Task list:
1/ Answer these questions about the lawsuit passage:
(a) To which court did the three appeal the ruling on immunity?
(b) For which parties may discovery continue?
(c) What did Fletcher move to charge Bevill with?
2/ Transcribe the lawsuit passage verbatim, everything from "All the defendants" down to "Wheeler and Fletcher.".

***** Reading passage

The three had sought to have the case dismissed based on governmental immunity, but the judge in the federal court in East Texas granted only limited immunity, which the three appealed to the U.S. Fifth Circuit.
The most recent ruling prevents some discovery to proceed until the federal appeals court rules on the immunity appeal by the three defendants.
Discovery may continue for the city of Quitman, former Mayor David Dobbs and Wood County, but not for Wheeler, Castloo and Fletcher.
All the defendants have denied any wrongdoing, and the city of Quitman and Dobbs argued that Bevill was terminated for violating department policy.
The case stems from an affidavit Bevill signed in 2017 stating that former sheriff’s department employee David McGee, who faced charges of aiding an inmate to escape from the county jail and tampering with government records, could not receive a fair trial, citing the close relationship of Castloo, Wheeler and Fletcher.
After McGee was denied a change of venue, he was tried and convicted, and Fletcher immediately moved to charge Bevill with aggravated perjury.

**********
***** Entries supplied

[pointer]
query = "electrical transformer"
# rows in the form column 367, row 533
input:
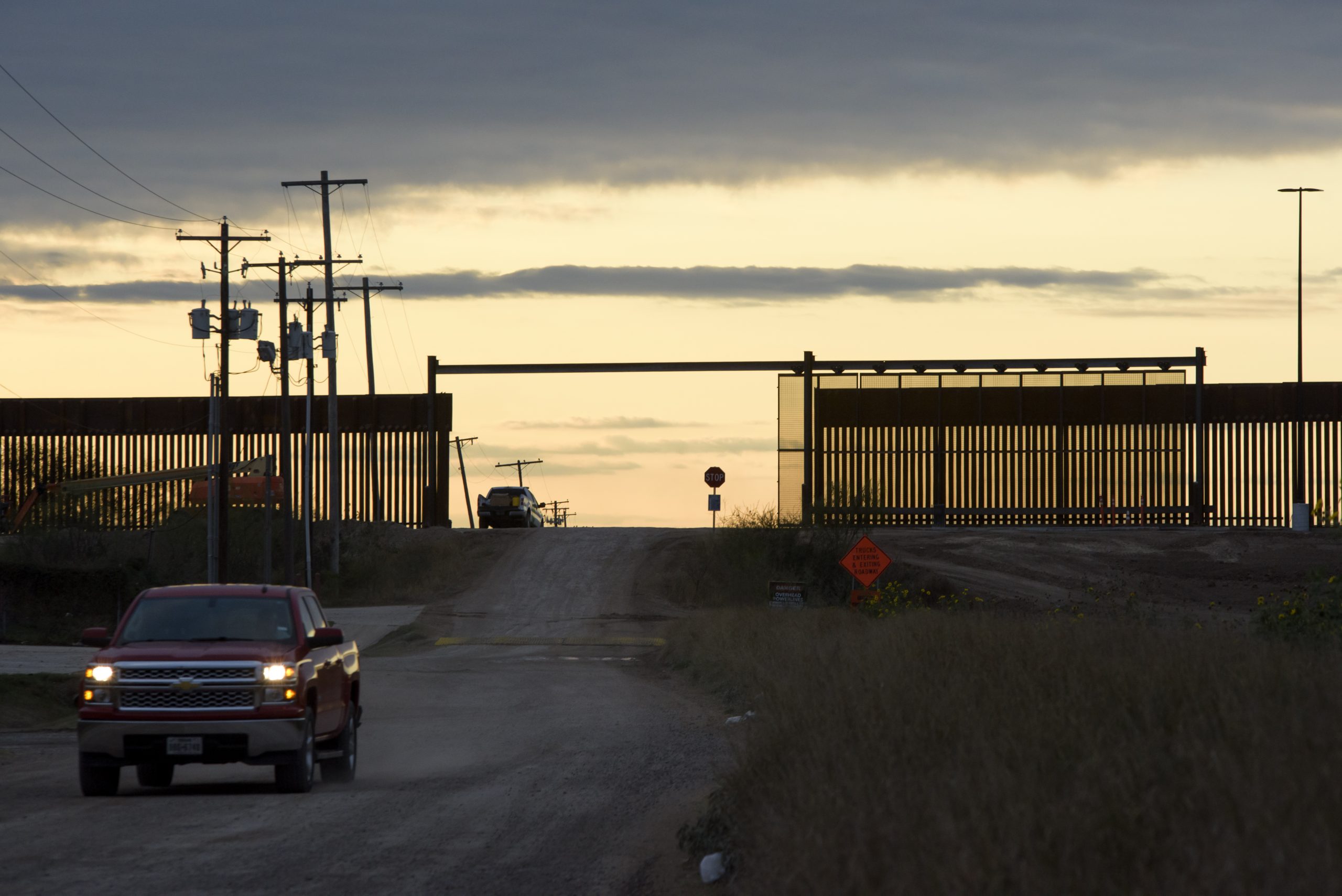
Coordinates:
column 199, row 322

**********
***** Entries supplied

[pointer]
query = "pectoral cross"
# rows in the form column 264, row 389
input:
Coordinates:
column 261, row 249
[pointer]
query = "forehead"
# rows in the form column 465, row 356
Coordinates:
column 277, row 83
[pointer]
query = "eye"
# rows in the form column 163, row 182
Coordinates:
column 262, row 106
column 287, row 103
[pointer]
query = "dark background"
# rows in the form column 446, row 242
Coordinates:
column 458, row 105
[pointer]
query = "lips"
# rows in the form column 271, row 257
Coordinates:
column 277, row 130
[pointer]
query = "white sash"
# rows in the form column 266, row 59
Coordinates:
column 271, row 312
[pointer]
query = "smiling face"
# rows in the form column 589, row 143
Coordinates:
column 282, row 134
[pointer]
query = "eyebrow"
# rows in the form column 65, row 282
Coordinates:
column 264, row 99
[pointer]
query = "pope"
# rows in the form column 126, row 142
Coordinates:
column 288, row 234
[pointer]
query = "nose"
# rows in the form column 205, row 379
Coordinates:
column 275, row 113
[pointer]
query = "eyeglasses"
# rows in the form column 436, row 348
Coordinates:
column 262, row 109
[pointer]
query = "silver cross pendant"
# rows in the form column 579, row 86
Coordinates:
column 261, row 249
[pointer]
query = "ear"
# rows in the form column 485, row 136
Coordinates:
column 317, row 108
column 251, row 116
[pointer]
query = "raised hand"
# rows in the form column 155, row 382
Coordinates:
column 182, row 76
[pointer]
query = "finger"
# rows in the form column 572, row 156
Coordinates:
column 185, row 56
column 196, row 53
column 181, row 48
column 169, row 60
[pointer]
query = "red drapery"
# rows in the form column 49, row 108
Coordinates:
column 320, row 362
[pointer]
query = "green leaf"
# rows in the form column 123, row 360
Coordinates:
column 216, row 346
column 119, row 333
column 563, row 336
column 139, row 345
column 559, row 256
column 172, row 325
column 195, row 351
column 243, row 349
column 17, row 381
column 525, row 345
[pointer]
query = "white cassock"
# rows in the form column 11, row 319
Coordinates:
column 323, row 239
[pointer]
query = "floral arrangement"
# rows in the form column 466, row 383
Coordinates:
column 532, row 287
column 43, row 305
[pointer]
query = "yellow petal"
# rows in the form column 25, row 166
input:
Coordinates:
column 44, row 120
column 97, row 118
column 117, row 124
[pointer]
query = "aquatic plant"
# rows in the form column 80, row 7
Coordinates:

**********

Answers for this exercise:
1/
(a) The U.S. Fifth Circuit.
(b) The city of Quitman, former Mayor David Dobbs and Wood County.
(c) Aggravated perjury.

2/
All the defendants have denied any wrongdoing, and the city of Quitman and Dobbs argued that Bevill was terminated for violating department policy.
The case stems from an affidavit Bevill signed in 2017 stating that former sheriff’s department employee David McGee, who faced charges of aiding an inmate to escape from the county jail and tampering with government records, could not receive a fair trial, citing the close relationship of Castloo, Wheeler and Fletcher.